— START —
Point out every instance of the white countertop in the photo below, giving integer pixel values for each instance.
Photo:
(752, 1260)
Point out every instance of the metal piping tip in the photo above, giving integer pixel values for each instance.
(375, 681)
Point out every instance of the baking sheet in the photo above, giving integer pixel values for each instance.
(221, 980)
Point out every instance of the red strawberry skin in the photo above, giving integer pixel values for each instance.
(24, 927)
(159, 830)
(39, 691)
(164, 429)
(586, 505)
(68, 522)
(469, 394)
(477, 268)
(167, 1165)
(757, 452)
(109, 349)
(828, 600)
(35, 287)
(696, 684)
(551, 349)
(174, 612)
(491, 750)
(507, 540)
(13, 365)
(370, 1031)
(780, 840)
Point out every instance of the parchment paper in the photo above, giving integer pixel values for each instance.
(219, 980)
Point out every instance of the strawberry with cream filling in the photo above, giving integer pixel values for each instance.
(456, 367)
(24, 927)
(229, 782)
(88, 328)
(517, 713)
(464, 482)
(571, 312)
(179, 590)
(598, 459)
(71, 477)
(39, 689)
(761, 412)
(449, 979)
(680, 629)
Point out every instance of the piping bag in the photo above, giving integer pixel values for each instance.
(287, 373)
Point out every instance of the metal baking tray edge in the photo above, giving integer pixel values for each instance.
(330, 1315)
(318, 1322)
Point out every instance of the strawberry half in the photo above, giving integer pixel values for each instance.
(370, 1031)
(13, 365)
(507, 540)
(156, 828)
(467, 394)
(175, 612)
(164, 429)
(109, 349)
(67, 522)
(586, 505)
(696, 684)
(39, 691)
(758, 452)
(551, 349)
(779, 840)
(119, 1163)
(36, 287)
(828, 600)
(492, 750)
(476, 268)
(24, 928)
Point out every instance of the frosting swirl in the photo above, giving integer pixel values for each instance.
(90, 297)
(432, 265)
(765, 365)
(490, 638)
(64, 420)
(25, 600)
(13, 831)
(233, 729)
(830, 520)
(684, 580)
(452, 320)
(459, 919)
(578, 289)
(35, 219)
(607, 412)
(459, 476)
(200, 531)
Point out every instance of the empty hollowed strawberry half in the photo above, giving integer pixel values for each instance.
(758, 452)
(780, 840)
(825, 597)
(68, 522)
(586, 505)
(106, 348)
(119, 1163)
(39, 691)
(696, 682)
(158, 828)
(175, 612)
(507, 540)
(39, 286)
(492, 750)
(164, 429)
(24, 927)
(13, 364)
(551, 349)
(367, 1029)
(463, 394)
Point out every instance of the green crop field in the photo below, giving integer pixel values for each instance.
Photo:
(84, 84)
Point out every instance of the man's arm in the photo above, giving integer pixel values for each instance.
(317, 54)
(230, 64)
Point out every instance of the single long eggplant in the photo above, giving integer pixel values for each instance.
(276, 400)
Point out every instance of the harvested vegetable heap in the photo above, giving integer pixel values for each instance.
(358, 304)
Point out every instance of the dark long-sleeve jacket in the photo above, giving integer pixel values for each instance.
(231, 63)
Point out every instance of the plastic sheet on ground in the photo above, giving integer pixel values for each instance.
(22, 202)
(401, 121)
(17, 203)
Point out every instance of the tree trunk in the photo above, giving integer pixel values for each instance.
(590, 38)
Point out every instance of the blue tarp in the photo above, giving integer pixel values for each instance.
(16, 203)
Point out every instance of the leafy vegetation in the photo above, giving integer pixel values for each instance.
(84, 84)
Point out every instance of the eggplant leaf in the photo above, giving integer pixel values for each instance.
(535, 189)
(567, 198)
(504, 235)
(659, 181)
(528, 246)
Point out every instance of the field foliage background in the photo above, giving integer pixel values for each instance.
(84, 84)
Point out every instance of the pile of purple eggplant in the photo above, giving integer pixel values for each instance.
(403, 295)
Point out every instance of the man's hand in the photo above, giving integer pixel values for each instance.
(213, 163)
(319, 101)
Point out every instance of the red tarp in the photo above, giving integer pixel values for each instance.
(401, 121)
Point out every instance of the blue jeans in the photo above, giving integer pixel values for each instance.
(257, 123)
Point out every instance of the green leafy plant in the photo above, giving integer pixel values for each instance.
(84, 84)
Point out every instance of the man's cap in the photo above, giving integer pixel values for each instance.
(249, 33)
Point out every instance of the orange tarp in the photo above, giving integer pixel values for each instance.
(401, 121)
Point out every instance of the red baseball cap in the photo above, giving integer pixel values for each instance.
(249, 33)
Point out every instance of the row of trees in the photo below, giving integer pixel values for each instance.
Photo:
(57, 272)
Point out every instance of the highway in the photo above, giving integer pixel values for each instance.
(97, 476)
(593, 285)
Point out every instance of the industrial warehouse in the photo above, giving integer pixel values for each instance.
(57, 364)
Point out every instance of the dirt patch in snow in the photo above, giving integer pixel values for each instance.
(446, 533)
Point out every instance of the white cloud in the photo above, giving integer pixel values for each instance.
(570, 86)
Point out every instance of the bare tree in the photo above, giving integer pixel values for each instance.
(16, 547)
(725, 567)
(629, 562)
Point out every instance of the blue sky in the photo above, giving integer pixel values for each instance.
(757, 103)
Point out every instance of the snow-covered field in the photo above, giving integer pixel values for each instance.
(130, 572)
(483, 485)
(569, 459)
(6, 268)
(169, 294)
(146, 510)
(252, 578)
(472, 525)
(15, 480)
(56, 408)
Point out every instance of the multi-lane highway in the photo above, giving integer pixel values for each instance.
— END —
### TO BE DONE:
Please reproduce every one of the records above word for word, keeping them in their original order and changing nothing.

### SOLUTION BELOW:
Point out every instance of the white countertop in the photo below, giving integer pixel values for each instance.
Photo:
(752, 1260)
Point out every instance of the metal piping tip in the photo above, giving integer pixel values for each instance.
(375, 681)
Point out every instance of the baking sheet in the photo above, giving integer pixel values for each instance.
(221, 980)
Point out every instance of the red strawberry skin in the photo above, giving integer pixel values for each instance.
(24, 927)
(159, 830)
(39, 691)
(164, 429)
(586, 505)
(68, 522)
(469, 394)
(477, 268)
(167, 1165)
(757, 452)
(109, 349)
(828, 600)
(35, 287)
(696, 684)
(551, 349)
(174, 612)
(491, 750)
(507, 540)
(13, 365)
(370, 1031)
(780, 840)
Point out every instance of the parchment paper in the photo above, giving integer pixel values for each instance.
(219, 980)
Point out every instance of the strawberry with cream filling in the photo above, giving integer pixel values for each instance.
(456, 367)
(24, 927)
(229, 782)
(88, 328)
(517, 713)
(464, 482)
(571, 312)
(179, 590)
(598, 459)
(71, 477)
(39, 689)
(761, 412)
(449, 979)
(680, 629)
Point out every instance of the piping bag in the photo above, giving integer pixel values for each instance.
(287, 373)
Point out every instance of the metal baking tray edge in the photo above, giving integer pixel values for each instance.
(330, 1315)
(318, 1322)
Point out every instance of the strawberry half in the photo above, giving integer pixel values for each instance.
(370, 1031)
(13, 365)
(507, 540)
(156, 828)
(467, 394)
(175, 612)
(164, 429)
(109, 349)
(67, 522)
(586, 505)
(696, 684)
(39, 691)
(758, 452)
(551, 349)
(779, 840)
(119, 1163)
(36, 287)
(828, 600)
(492, 750)
(476, 268)
(24, 928)
Point out every instance of the frosting swirl in the photo above, giving integer pixel values for each instance.
(90, 297)
(432, 265)
(765, 365)
(490, 638)
(64, 420)
(25, 600)
(13, 831)
(233, 729)
(830, 520)
(684, 580)
(452, 320)
(459, 919)
(578, 289)
(35, 219)
(607, 412)
(459, 476)
(200, 531)
Point out every instance of the empty hollowed strawberry half in the photo above, giving integer pixel values for each instance.
(758, 452)
(780, 840)
(825, 597)
(68, 522)
(586, 505)
(106, 348)
(119, 1163)
(39, 691)
(696, 682)
(158, 828)
(175, 612)
(507, 540)
(39, 286)
(492, 750)
(164, 429)
(24, 927)
(13, 364)
(551, 349)
(367, 1029)
(463, 394)
Point out every instance of the green crop field in the photo below, giving integer pixel values for each instance.
Photo:
(84, 84)
Point out every instance of the man's arm in the photo above, giving integer pixel values for each instance.
(317, 54)
(230, 64)
Point out every instance of the single long eggplant in the photo above, giving integer pixel values for each instance.
(276, 400)
Point out every instance of the harvested vegetable heap in the photo above, giving integer pixel values for each instance.
(358, 304)
Point out every instance of the dark long-sleeve jacket in the photo above, giving integer pixel values for each instance.
(231, 63)
Point out every instance of the plastic sheet on ground in the photo above, giving integer pixel values for each instance.
(22, 202)
(401, 121)
(17, 203)
Point out every instance of the tree trunk in the photo above, giving integer pixel values for each instance.
(590, 38)
Point out every instance of the blue tarp in the photo above, giving integer pixel values for each instance.
(16, 203)
Point out every instance of the leafy vegetation in the photo above, giving integer pixel values for each instance.
(84, 84)
Point out every instance of the eggplant leaf in the photo above, giving integer pixel values for each instance.
(535, 189)
(567, 198)
(504, 235)
(659, 181)
(528, 246)
Point out every instance of the field foliage background in the photo above, giving integer pixel values for each instance.
(84, 84)
Point out every instance of the pile of purple eggplant in the photo above, giving integer pixel values for each instance.
(403, 295)
Point out every instance of the man's hand in the photo above, giving integer pixel values for each instance.
(213, 163)
(319, 101)
Point out every instance of the red tarp in the photo above, giving integer pixel values for each instance.
(401, 121)
Point out every instance of the blue jeans in the photo above, giving integer pixel values for each instance.
(257, 123)
Point out every instance of the green leafy plant in the photo above, giving integer pixel values for each instance.
(84, 84)
Point out every instance of the man's cap in the photo above, giving integer pixel values for each instance.
(249, 33)
Point out every instance of the orange tarp in the photo above, giving integer pixel values for each instance.
(401, 121)
Point out every instance of the red baseball cap in the photo above, giving integer pixel values for each instance.
(249, 33)
Point out every instance of the row of trees in the photo below, giving integer pixel values for each instance.
Photo:
(57, 272)
Point out every instance of the highway in the photo above, giving integer pixel values for each instance.
(97, 476)
(593, 285)
Point out every instance of the industrial warehouse in the photo above, giving integer pixel values for each instance.
(57, 364)
Point out every instance of the dirt patch in snow in the photo above, giving integer pixel values for each instance.
(446, 533)
Point out every instance of the white cloud in the photo above, giving integer pixel values for each instance.
(570, 86)
Point out every instance of the bare tree in the photo above, giving integer pixel values for each instance.
(16, 547)
(725, 567)
(629, 562)
Point out every instance of the blue sky in the photo above, giving integer pixel values for each instance.
(757, 103)
Point out every instance of the snow-covered field in the photo above, giving integer pixel values for each instance.
(130, 572)
(483, 485)
(569, 459)
(6, 268)
(169, 294)
(146, 510)
(252, 578)
(472, 525)
(15, 480)
(56, 408)
Point out every instance of the multi-lane highway in the photo above, giving integer pixel values for each instance.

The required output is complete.